--- Start ---

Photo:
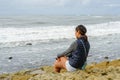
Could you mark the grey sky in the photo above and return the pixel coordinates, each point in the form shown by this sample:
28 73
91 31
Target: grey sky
60 7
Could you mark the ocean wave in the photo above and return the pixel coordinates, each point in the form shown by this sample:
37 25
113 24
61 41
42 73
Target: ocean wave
21 36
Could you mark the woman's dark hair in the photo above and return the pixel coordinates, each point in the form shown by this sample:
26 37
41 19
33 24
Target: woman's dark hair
82 30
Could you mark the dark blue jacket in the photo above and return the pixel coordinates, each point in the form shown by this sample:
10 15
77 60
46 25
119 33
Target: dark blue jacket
79 56
77 53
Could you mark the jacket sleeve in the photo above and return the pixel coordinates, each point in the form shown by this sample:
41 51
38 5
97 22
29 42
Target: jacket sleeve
69 51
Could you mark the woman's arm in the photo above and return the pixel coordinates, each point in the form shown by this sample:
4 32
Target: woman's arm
68 52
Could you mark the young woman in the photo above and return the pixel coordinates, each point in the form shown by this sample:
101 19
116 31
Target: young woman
75 56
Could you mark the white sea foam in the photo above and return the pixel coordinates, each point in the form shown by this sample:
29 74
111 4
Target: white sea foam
15 36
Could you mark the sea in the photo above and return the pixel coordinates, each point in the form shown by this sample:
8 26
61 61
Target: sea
28 42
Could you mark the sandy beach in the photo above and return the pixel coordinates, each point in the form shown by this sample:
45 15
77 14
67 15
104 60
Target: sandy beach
107 70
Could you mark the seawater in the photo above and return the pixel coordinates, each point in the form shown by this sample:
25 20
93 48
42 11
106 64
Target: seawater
50 35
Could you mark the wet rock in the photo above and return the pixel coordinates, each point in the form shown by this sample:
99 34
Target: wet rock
106 57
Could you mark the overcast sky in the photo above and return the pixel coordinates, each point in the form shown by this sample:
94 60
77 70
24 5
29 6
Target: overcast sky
59 7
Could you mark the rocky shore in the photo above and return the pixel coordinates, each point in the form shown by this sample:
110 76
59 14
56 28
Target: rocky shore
107 70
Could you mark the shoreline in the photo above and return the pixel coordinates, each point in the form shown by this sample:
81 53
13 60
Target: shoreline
107 70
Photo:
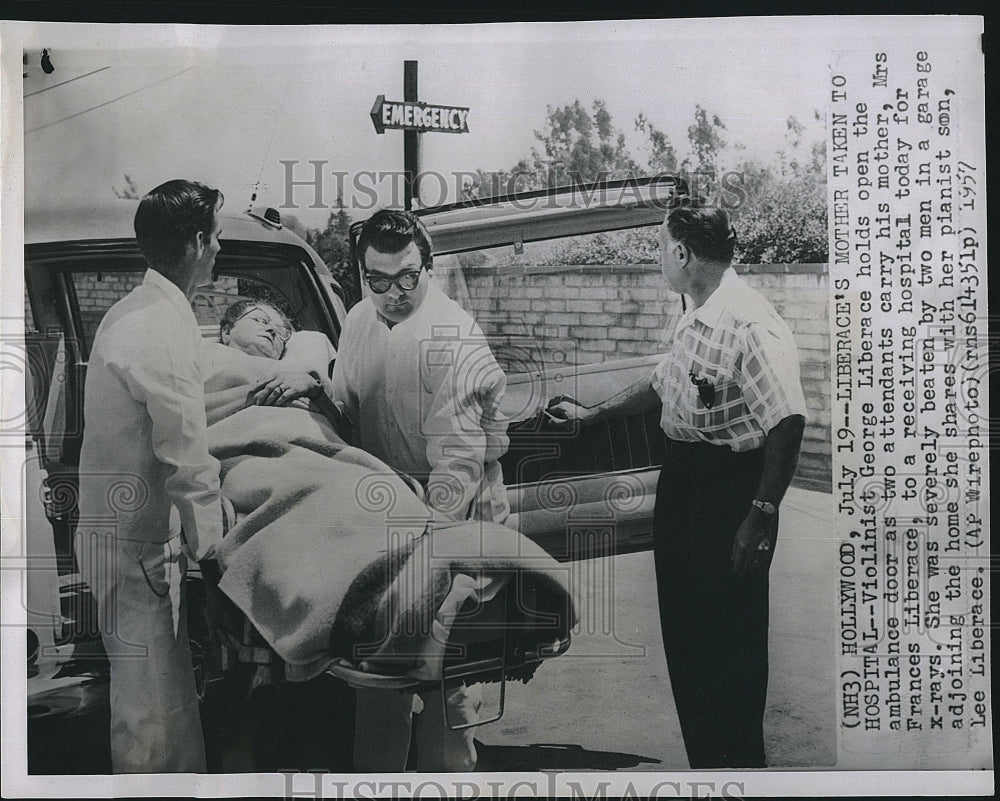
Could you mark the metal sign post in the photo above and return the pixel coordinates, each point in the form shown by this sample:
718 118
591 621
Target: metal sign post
414 118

--- End ---

Print each record exactly as it stands, leaving the images out.

Photo:
Could you mark the grey sky in the photo above and return the pixel coordinates, each point in the form shown by this sample:
28 73
91 31
Target: grey sky
60 7
Could you mark the ocean wave in the photo above and return the pixel coordinates, each point in the form shown by this sample:
37 25
113 24
61 41
42 73
Target: ocean wave
21 36
Could you mark the woman's dark hair in the photo above and return the pixel coordinates, each point in the form shown by this sample:
26 37
41 19
33 24
Target: woman's dark hair
82 30
Could you mark the dark blue jacket in the photo above and return the pixel coordinates, each point in the form shown by this sample:
10 15
77 60
46 25
119 33
Target: dark blue jacket
79 56
77 53
Could you mark the jacket sleeve in the photo above and return the pixel coordinates, each point in the form shown by this sample:
41 51
38 5
97 22
29 42
Target: jacket sleeve
69 51
Could you mark the woman's arm in the photo above and return the pixel coordinates, each point in the form shown by this sample:
4 32
Target: woman's arm
68 52
Could you mark the young woman in the photo above and return the pixel coordinates, each point in the form shown by this sample:
101 19
116 31
Target: young woman
75 56
Could you mark the white sea foam in the photo above and return the pixel coordinates, each point in the form shown by this sample:
29 74
111 4
Target: white sea foam
15 36
Could you mark the sea in the photo above and return the pixel coordinates, each point in the form shown by this sample:
8 26
61 61
Target: sea
28 42
Could you mark the sandy beach in the photo above and return the pixel coordinates, each point in the form shown by this sample:
45 15
77 14
67 15
104 60
Target: sandy beach
107 70
Could you mark the seawater in the photo above and return the pixel coordinates, each point in the form shown by this sample:
25 20
93 48
42 11
106 64
Target: seawater
50 35
Could you mark the wet rock in the photo above and return the pixel coordinates, each point in the form shown by this sample:
99 34
Target: wet rock
106 57
Could you mark the overcast sky in the photo above and return the pixel coordinates, each point in the form shown by this sample:
94 60
77 70
24 5
29 6
Target: overcast sky
59 7
Could you mark the rocky shore in the photo above and return the pixel coordinates, each point in the form shown by this sample:
110 76
59 14
56 28
Target: rocky shore
107 70
Could you mark the shoreline in the photo above and return the pixel coordinates, each point in the form shown by this sample:
81 53
13 60
Target: shoreline
107 70
Photo:
Could you mark the metal sign post in the photo above and return the pixel coordinates, each point in the form shown by this sample:
718 118
591 621
Target: metal sign post
414 118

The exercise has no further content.